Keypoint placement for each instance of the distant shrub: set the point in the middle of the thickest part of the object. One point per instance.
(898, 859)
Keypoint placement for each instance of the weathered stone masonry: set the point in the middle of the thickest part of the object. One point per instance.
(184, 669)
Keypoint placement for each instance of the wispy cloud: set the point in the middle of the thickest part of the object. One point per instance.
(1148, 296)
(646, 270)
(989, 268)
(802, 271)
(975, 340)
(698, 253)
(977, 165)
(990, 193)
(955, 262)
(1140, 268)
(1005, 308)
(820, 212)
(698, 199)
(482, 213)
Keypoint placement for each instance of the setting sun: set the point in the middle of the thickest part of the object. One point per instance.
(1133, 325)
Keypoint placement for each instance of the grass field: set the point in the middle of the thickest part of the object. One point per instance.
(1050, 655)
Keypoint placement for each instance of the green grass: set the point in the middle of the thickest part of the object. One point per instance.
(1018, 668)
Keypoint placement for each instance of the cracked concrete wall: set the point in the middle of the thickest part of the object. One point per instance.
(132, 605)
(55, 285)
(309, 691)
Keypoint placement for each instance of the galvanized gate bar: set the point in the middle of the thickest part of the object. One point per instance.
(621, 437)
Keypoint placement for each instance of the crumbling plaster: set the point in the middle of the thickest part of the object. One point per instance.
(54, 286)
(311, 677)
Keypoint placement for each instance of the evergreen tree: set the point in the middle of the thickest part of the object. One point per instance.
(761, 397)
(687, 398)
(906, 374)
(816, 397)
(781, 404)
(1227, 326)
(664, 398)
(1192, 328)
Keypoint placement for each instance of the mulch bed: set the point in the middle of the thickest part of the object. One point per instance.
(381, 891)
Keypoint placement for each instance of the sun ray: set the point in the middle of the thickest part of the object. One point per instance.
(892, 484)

....................

- Short problem -
Return every line of the records above without any change, keeping their original order.

- Solution -
Keypoint placement for each instance of the distant shrub: set the point in the middle of the thickest part of the object. One point per instance.
(898, 859)
Keypoint placement for each instance of the weathered stone masonry: set the point in the middle of the thickest part of the object. One point per instance.
(184, 669)
Keypoint placement for each instance of the wispy cloud: set the point in the middle of the thickest part of the object. One point per instance.
(1148, 296)
(646, 270)
(989, 268)
(802, 271)
(975, 340)
(698, 253)
(977, 165)
(990, 193)
(955, 262)
(1140, 268)
(1005, 308)
(820, 212)
(698, 199)
(482, 213)
Keypoint placement for each instance of the setting sun: set the point in the middle of the thickest part of the object. One point per instance.
(1133, 325)
Keypoint placement for each instance of the grass field: set the point in the middle of the thickest part of the object. One point per instance.
(1050, 655)
Keypoint placement for each instance of the green grass: set the point in the middle of the thickest part of the object. One point per instance.
(1018, 668)
Keypoint placement for each instance of the cracked concrete wall: set the point in the middle of the thickest part of the object. One point per instance.
(132, 605)
(55, 285)
(309, 691)
Keypoint placement for each instance of the galvanized gate bar: set the point in the middle of the thickest part of the object. One point per instance.
(621, 437)
Keypoint placement for each instance of the crumbling plaster: set the point in the middle of the thickest part of the object. One point per instance.
(54, 286)
(311, 677)
Keypoint placement for each instance of the evergreen tree: set the point in the middle of the thickest part of the object. One point per instance.
(761, 397)
(687, 398)
(906, 374)
(816, 397)
(781, 404)
(1227, 326)
(664, 398)
(1192, 328)
Keypoint placement for each instance of the mulch bed: set the point in the middle of the thickest part of the object. One point per instance.
(381, 891)
Keypoint placement for each instance of the sun ray: set the point in the middle of the thickest part of the object. One point per instance.
(892, 484)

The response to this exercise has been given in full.